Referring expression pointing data

>>>>>

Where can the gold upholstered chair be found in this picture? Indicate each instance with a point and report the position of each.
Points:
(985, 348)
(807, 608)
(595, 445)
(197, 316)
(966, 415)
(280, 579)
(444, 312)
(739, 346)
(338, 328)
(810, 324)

<<<<<

→ Task brief
Return all of the entries exactly as they were supplied.

→ Answer to this exercise
Where can the gold upholstered chair be found in this picture? Indicate each instance with a point and report the position of each.
Points:
(985, 348)
(807, 608)
(595, 445)
(197, 316)
(966, 415)
(280, 579)
(444, 312)
(739, 346)
(338, 328)
(810, 324)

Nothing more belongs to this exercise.